Selected text →
[BEGIN]

Our celebrations are simply laden with cultural overlays.
I also find much cultural insensitivity in insisting that the celebration be on Dec. 25.
My oldest grandchild was born in Australia. I am aware that my shortest day is the longest day in the Southern Hemisphere. We are cold and dark; they are hot and light. So many of our northern hemisphere holiday songs center on snow and sleighs and open fires–utterly pointless when the best thing to do is head to the beach. The meaning I sense from celebrating this day in December would be the opposite there–as their days now begin to shorten. To mark a day yearly to celebrate the re-entrance of the Light of God into the world means that it should properly be noted in June, not December.
The church would do better to offer a flexible date–somewhat like Easter which is the first Sunday after the first full moon after the Spring Equinox, (the Northern Spring Equinox, that is!). This day when all across the world everyone has exactly the same amount of day and the same amount of night, March 21st. It happens again six months later, Sept. 21.
But a movable date would drive the merchants crazy, of course, and Christmas really is about buying stuff more than anything else now. The movement of the date of Easter, and the subsequent flexibility of Pentecost, 50 days after Easter, may have helped keep those holy days from being quite so commercialized as Christmas.
But I digress.

[END]

Dataset extract →
[BEGIN]

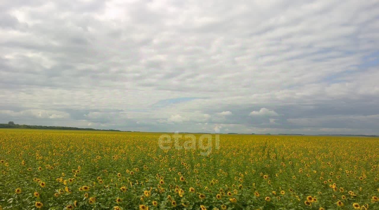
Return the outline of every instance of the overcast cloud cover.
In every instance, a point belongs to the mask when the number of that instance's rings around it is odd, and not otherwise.
[[[379,134],[379,1],[0,1],[0,123]]]

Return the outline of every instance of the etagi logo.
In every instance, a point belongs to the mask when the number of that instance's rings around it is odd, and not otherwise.
[[[176,149],[196,149],[196,145],[197,145],[200,150],[200,154],[201,155],[206,156],[212,152],[213,144],[212,142],[213,138],[212,135],[202,134],[199,136],[198,141],[196,136],[194,134],[188,134],[184,135],[184,137],[183,136],[178,132],[175,132],[172,138],[168,134],[161,135],[159,136],[158,141],[159,147],[162,149],[170,149],[172,143],[172,140],[173,139],[174,146]],[[186,140],[188,139],[189,139]],[[220,149],[220,135],[215,135],[215,149],[218,150]]]

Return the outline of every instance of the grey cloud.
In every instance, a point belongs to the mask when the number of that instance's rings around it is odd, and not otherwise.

[END]

Objective 1 →
In the piece on the date of Christmas, where was the writer's oldest grandchild born?
Objective 2 →
Continue the piece on the date of Christmas, starting after its final sentence.
The records come from a separate source.

Final result 1 →
Australia.

Final result 2 →
I offer instead an invitation for others who have similar feelings of sadness and melancholy this time of year (whether it be December or June!) to be at peace with them. They are normal, perhaps even necessary for healthy living. We need to both embrace our darkness and celebrate our lightness. The rhythms of nature and of mood keep us from boredom, from too much routine.
I also suggest to us all: find a Christmas Eve service someplace, whether you are home or traveling. Go to where candles will be lit, where there will be rejoicing at the entrance into the world of true light and true hope.
Peace on earth and goodwill to all. That’s what we long for. Let’s make it happen by remembering once more the ultimate gift from God who chooses not to abandon a world marked by strife, war, hunger, anguish, destructive politics, scoundrels in positions of power and terror.
It was that way over 2000 years ago; it is that way still. God is with us nonetheless. And the kingdom of heaven is all about it, should we choose to look for it.